(Items listed in a dataset)
___
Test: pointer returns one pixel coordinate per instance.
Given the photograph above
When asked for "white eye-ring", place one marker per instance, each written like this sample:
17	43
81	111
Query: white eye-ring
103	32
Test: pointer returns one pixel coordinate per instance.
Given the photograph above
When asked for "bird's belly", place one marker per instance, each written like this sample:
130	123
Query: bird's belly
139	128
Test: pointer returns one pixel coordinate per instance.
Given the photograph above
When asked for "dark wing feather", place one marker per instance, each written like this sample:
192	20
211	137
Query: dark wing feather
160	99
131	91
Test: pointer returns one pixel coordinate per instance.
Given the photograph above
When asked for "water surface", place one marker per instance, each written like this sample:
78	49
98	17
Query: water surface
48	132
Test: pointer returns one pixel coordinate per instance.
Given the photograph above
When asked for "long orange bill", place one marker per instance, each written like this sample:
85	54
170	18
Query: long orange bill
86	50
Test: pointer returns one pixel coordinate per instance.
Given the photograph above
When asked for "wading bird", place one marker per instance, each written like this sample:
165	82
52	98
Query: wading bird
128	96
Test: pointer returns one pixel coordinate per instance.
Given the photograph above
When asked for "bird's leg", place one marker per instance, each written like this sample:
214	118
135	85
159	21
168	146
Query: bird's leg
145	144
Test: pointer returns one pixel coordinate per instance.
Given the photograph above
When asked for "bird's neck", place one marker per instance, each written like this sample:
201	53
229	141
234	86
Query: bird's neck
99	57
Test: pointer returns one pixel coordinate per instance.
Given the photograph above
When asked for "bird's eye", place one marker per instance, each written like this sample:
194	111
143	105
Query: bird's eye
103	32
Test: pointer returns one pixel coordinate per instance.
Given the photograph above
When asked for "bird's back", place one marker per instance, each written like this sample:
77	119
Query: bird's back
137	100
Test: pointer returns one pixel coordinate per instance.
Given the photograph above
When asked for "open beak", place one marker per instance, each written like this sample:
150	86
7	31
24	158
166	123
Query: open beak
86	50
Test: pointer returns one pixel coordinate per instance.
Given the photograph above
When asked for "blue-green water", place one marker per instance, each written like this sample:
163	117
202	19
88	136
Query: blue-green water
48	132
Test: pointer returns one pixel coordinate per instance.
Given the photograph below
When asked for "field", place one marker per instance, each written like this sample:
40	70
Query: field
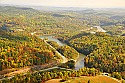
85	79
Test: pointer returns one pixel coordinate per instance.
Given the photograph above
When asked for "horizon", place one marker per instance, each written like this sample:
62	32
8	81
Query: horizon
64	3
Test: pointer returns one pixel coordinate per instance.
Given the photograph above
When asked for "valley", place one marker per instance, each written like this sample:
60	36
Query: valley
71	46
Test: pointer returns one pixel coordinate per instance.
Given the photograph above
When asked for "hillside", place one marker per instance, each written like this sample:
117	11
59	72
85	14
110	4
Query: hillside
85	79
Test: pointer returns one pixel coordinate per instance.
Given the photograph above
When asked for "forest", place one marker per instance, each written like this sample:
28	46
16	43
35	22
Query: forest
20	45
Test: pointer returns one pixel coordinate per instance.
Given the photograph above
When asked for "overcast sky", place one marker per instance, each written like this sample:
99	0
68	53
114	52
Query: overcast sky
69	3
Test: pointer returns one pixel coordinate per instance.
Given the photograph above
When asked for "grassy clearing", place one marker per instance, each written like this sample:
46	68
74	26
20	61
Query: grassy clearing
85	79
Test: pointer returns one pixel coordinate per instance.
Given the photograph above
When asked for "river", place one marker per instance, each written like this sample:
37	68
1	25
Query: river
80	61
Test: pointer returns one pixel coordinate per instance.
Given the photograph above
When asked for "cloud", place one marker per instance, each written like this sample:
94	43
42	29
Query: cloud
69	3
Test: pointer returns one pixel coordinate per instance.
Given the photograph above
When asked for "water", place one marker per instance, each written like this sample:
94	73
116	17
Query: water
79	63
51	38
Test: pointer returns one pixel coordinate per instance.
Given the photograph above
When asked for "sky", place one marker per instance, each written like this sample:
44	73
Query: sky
___
Task requirements:
For this exercise, return the data above exactly and leave every picture out.

Answer for this exercise:
Test: pointer returns one pixel coordinate per instance.
Given the photograph above
When asked for "white eye-ring", place one marker per instance, each written like this sample:
17	43
81	111
Query: white eye-ring
103	32
Test: pointer returns one pixel coordinate per instance.
Given the photograph above
When asked for "bird's belly", place one marker per instance, each written like this sample:
130	123
Query: bird's belly
139	128
Test: pointer returns one pixel coordinate per instance.
Given the photograph above
When asked for "dark wing feather", place one marker per instance, each written like this sample:
192	20
211	137
Query: dark wing feather
160	99
131	91
Test: pointer returns one pixel coordinate per instance.
Given the photograph above
When asked for "water surface", place one marker per instance, each written like this sample:
78	49
98	17
Query: water surface
48	132
Test: pointer returns one pixel coordinate per instance.
Given the photograph above
When asked for "long orange bill", place one marker per instance, each written like this sample:
85	54
170	18
Query: long orange bill
86	50
Test: pointer returns one pixel coordinate per instance.
Given the photograph above
When asked for "wading bird", place one marker per instance, each written like this sample:
165	82
52	98
Query: wading bird
128	96
Test: pointer returns one pixel coordinate per instance.
Given the photograph above
When asked for "bird's leg", place one marker per instance, each written like this sample:
214	118
135	85
159	21
168	146
Query: bird's leg
145	144
Test: pointer returns one pixel coordinate per instance.
Given the photograph above
When asked for "bird's neck", place one marker per instance, each written like this sample:
201	53
229	141
234	86
Query: bird's neck
99	57
Test: pointer returns one pixel coordinate per instance.
Given the photograph above
When asked for "bird's eye", place one marker per instance, each written like this sample:
194	111
143	105
Query: bird's eye
103	32
Test: pointer returns one pixel coordinate per instance.
Given the photograph above
When asked for "bird's back", place one marker per instance, each written like this sample:
77	119
Query: bird's back
137	100
Test: pointer returns one pixel coordinate per instance.
Given the photograph above
When asked for "open beak", place one marker per instance, each written like this sample:
150	86
7	31
24	158
166	123
Query: open beak
86	50
Test: pointer returns one pixel coordinate per instance.
Given the photograph above
When asked for "blue-green water", place one marker per instance, each written like this sample:
163	117
202	19
88	136
Query: blue-green water
48	132
Test: pointer returns one pixel coordinate per instance.
Given the photograph below
When asked for "field", place one marker per instance, each written like this sample:
40	70
Query: field
85	79
Test: pointer returns one pixel coordinate per instance.
Given the photograph above
When asked for "horizon", place one marker per instance, each written like this sample:
62	32
8	81
Query: horizon
64	3
Test: pointer returns one pixel coordinate per instance.
Given the photograph above
When asked for "valley", place one marker per instance, each written like this sample:
60	36
Query: valley
71	46
Test: pointer returns one pixel coordinate per instance.
Given the photograph above
When asked for "hillside", place one marker per instance, each written like this sample:
117	11
59	72
85	14
110	4
Query: hillside
85	79
Test: pointer returns one pixel coordinate per instance.
Given the photograph above
When asked for "forest", place one marker per instance, each written like this sample:
28	46
16	43
35	22
Query: forest
20	45
Test: pointer returns one pixel coordinate per instance.
Given the photograph above
When asked for "overcast sky", place one marker per instance, each written like this sample:
99	0
68	53
114	52
Query: overcast sky
69	3
Test: pointer returns one pixel coordinate per instance.
Given the photograph above
When asked for "grassy clearing", place one marker per instance, each written like this sample:
46	68
74	26
20	61
Query: grassy clearing
85	79
Test: pointer returns one pixel coordinate per instance.
Given the photograph above
When asked for "river", place one marker per instance, each written like this sample:
37	68
1	25
Query: river
80	61
Test: pointer returns one pixel coordinate per instance.
Given the photograph above
When asked for "cloud", place one marker per instance, each written like this sample:
94	43
42	29
Query: cloud
69	3
Test: pointer returns one pixel coordinate per instance.
Given the photograph above
When asked for "water", place one marker per instance, each written like this sample:
94	73
116	17
Query: water
79	63
51	38
Test: pointer returns one pixel coordinate per instance.
Given the photograph above
When asked for "sky", place one marker per instance, each written like this sample:
44	73
Query: sky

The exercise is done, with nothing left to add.